Reading text below:

A Step Toward Regenerative Ophthalmology
“These findings provide important proof-of-concept that retinal progenitor cell transplantation can deliver both neuroprotective and vasculoprotective benefits in an animal model of diabetic retinopathy,” said Dr. Henry J. Klassen, senior author and Professor at the Gavin Herbert Eye Institute, University of California, Irvine. “Our results support further investigation into RPCs as a potential cell-based therapeutic approach for clinical treatment of this sight-threatening condition.”
Dr. Klassen’s lab has been at the forefront of cell-based retinal repair research, exploring how stem and progenitor cells can restore damaged retinal tissue. The team’s previous studies in degenerative eye diseases such as retinitis pigmentosa and age-related macular degeneration have also demonstrated that RPCs can promote functional recovery through neurotrophic support and cell replacement mechanisms.
This latest work extends that paradigm to diabetic retinopathy, a disease not traditionally viewed through a regenerative lens but increasingly recognized as involving profound neuronal degeneration alongside vascular pathology.
Implications for Future Therapies
If translated successfully to humans, RPC transplantation could represent a paradigm shift in DR treatment. Instead of merely halting disease progression, RPCs could restore vision by rebuilding retinal architecture and function. Moreover, the intravitreal route—already familiar to ophthalmologists administering anti-VEGF therapies—makes this approach clinically feasible and minimally invasive.
Future research will likely explore optimizing RPC survival and integration, understanding their molecular mechanisms of action, and testing safety and efficacy in larger animal models before advancing to early-phase human clinical trials. Combining RPC therapy with existing vascular-targeting treatments could yield synergistic effects, offering a more comprehensive and durable treatment strategy for diabetic eye disease.
Support and Acknowledgments
This work was made possible through support from multiple organizations dedicated to advancing vision science. Funding was provided by the Discovery Eye Foundation and a gift from the Polly and Michael Smith Foundation. The researchers also acknowledged the Gavin Herbert Eye Institute at the University of California, Irvine, which received an unrestricted grant from Research to Prevent Blindness, as well as additional support from the National Institutes of Health (NIH) grant P30 EY034070.

End of Reading text.

> Work request 1:
Render this sentence from the retinal cell therapy text in Spanish: "Instead of merely halting disease progression, RPCs could restore vision by rebuilding retinal architecture and function."
> Work request 2:
According to the retinal cell therapy text, what is the number of the National Institutes of Health grant that supported the work?

Input data below:

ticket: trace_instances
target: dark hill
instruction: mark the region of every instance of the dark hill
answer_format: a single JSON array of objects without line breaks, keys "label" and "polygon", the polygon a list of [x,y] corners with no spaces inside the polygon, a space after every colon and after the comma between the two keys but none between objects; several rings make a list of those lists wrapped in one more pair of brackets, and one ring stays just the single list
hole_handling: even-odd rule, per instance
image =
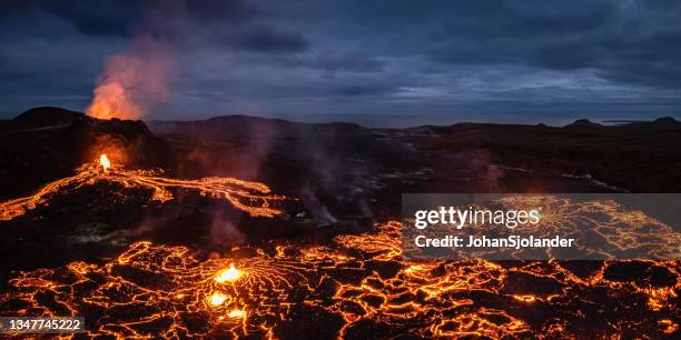
[{"label": "dark hill", "polygon": [[[36,108],[0,133],[0,198],[18,197],[106,152],[129,168],[168,163],[162,139],[141,121],[98,120],[59,108]],[[18,127],[22,127],[19,129]]]},{"label": "dark hill", "polygon": [[83,119],[85,114],[61,108],[40,107],[27,110],[9,121],[7,128],[12,129],[36,129],[70,124],[76,120]]},{"label": "dark hill", "polygon": [[565,128],[601,128],[602,124],[594,123],[589,119],[578,119],[574,122],[566,124]]}]

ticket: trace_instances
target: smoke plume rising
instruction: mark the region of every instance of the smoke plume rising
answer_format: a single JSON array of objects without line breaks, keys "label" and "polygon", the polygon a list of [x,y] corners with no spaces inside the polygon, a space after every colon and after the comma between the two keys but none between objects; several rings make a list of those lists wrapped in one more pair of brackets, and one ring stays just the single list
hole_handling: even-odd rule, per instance
[{"label": "smoke plume rising", "polygon": [[172,47],[148,34],[137,37],[126,53],[105,61],[88,116],[140,119],[169,98],[176,77]]}]

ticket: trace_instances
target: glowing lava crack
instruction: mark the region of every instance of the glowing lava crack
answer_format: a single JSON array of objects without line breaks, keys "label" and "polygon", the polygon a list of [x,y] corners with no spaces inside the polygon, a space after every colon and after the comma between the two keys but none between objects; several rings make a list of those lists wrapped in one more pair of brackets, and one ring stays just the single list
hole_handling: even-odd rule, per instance
[{"label": "glowing lava crack", "polygon": [[160,177],[155,171],[126,170],[110,163],[106,154],[98,162],[86,163],[72,177],[63,178],[40,188],[32,196],[0,202],[0,221],[23,216],[28,210],[47,203],[49,199],[63,191],[109,181],[126,188],[145,188],[152,190],[152,200],[165,202],[172,199],[169,189],[197,190],[201,194],[225,199],[235,208],[254,217],[273,217],[282,211],[272,207],[273,202],[286,199],[270,194],[264,183],[248,182],[234,178],[208,177],[199,180],[185,180]]}]

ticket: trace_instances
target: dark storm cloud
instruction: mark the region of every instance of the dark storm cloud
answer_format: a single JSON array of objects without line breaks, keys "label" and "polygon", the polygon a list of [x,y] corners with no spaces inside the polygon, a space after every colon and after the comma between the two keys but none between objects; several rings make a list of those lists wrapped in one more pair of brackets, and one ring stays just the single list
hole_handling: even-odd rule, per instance
[{"label": "dark storm cloud", "polygon": [[181,79],[164,108],[177,116],[631,116],[669,114],[681,106],[679,1],[2,6],[0,112],[28,108],[34,98],[52,104],[65,98],[82,109],[105,58],[140,33],[177,50]]},{"label": "dark storm cloud", "polygon": [[234,46],[256,52],[302,52],[309,42],[296,32],[287,32],[272,27],[258,26],[234,37]]}]

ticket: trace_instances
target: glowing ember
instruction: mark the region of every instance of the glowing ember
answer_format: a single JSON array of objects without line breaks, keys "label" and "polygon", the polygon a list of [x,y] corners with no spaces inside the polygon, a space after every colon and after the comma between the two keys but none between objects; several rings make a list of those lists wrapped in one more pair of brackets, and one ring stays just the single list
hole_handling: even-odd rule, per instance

End of Input data.

> Your solution 1:
En lugar de limitarse a detener la progresión de la enfermedad, las RPC podrían restaurar la visión reconstruyendo la arquitectura y la función de la retina.

> Your solution 2:
P30 EY034070